SOURCE DOCUMENT:

= = = = =

Acetaminophen Tied to Stroke Risk in Older Adults With Diabetes

Norra MacReady

April 09, 2019

Use of acetaminophen is associated with an increased risk for stroke among elderly nursing-home residents with diabetes, the authors of a new study report.

In a secondary analysis of data on more than 5000 older adults living in nursing homes in southwestern France, the risks for mortality and cardiovascular outcomes were similar among patients who did and those who did not use acetaminophen, except for those with diabetes. In that subgroup, acetaminophen use was associated with a stroke risk more than three times higher than in nonusers.

Given the effects of diabetes on cardiovascular function, plus the effect of acetaminophen on prostaglandin synthesis and other inflammatory mechanisms, the findings suggest that acetaminophen "could become a triggering factor for strokes," the authors write in an article published online March 26 in Journal of the American Geriatrics Society.

The fact that the patients were elderly also meant that they had had more time to develop cardiovascular risk factors, lead author Philippe Girard, MD, told Medscape Medical News. "Acetaminophen, in such circumstances, might become a triggering factor that unbalances a precarious equilibrium."

Cautious Approach Urged

However, Girard, of the Gérontopôle, Centre Hospitalo-Universitaire de Toulouse, France, also warned that the study findings should be interpreted with caution. "We cannot simply conclude, despite solid statistical analysis, that acetaminophen represents a risk for all diabetic subjects," he said. "Specific studies searching for this particular risk need to be undertaken to confirm or refute these findings."

At least one outside expert concurred with the recommendation for caution. The findings "may be a signal that could lead to other research, but I would not use them to guide clinical practice," Laura C. Hanson, MD, MPH, told Medscape Medical News.

"This was a secondary analysis of data collected for another purpose," said Hanson, who is a professor in the Division of Geriatric Medicine, University of North Carolina School of Medicine, Chapel Hill. "I admire these authors for making use of this data set, but the findings must be placed in the context of all the other data showing that acetaminophen is safe."

= = = = =

AVAILABLE DATA:
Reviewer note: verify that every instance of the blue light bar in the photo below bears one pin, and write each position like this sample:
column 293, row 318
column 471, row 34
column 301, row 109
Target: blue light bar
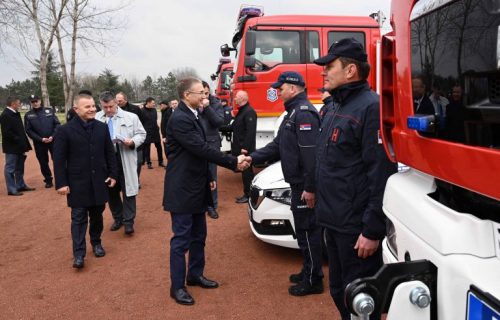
column 422, row 122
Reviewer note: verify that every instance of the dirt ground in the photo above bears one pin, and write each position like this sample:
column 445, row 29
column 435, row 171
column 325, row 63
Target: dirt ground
column 132, row 280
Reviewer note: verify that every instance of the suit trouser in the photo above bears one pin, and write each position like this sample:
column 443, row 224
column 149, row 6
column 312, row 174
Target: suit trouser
column 189, row 234
column 147, row 152
column 247, row 177
column 14, row 172
column 213, row 171
column 122, row 208
column 79, row 219
column 42, row 151
column 345, row 266
column 308, row 234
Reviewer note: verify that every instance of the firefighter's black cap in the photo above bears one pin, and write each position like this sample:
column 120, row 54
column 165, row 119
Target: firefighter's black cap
column 291, row 77
column 347, row 48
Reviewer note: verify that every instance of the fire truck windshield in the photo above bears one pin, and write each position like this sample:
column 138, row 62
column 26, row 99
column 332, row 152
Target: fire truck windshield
column 455, row 51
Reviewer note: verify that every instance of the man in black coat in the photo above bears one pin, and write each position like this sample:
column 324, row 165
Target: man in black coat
column 212, row 118
column 153, row 133
column 14, row 144
column 244, row 135
column 122, row 100
column 85, row 166
column 41, row 124
column 188, row 182
column 167, row 108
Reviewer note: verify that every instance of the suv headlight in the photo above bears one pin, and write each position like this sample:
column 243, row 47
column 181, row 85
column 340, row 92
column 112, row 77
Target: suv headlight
column 280, row 195
column 391, row 238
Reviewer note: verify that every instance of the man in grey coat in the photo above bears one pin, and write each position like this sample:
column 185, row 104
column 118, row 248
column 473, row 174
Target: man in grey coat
column 127, row 134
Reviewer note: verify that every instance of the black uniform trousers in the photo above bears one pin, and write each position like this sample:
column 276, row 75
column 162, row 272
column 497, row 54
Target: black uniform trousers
column 147, row 152
column 79, row 219
column 308, row 234
column 247, row 177
column 345, row 266
column 42, row 154
column 122, row 208
column 189, row 234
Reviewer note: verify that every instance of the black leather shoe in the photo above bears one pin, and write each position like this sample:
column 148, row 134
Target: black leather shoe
column 303, row 289
column 181, row 296
column 129, row 229
column 242, row 199
column 296, row 277
column 203, row 282
column 212, row 213
column 98, row 251
column 116, row 225
column 78, row 262
column 26, row 189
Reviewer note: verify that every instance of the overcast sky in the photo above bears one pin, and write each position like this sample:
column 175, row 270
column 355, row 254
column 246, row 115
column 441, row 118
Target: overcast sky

= = = = =

WORK REQUIRED:
Rewrite the stretch of the acetaminophen and stroke article from "In a secondary" through "than in nonusers.", swapping "southwestern France" for "southern France".

ANSWER SECTION:
In a secondary analysis of data on more than 5000 older adults living in nursing homes in southern France, the risks for mortality and cardiovascular outcomes were similar among patients who did and those who did not use acetaminophen, except for those with diabetes. In that subgroup, acetaminophen use was associated with a stroke risk more than three times higher than in nonusers.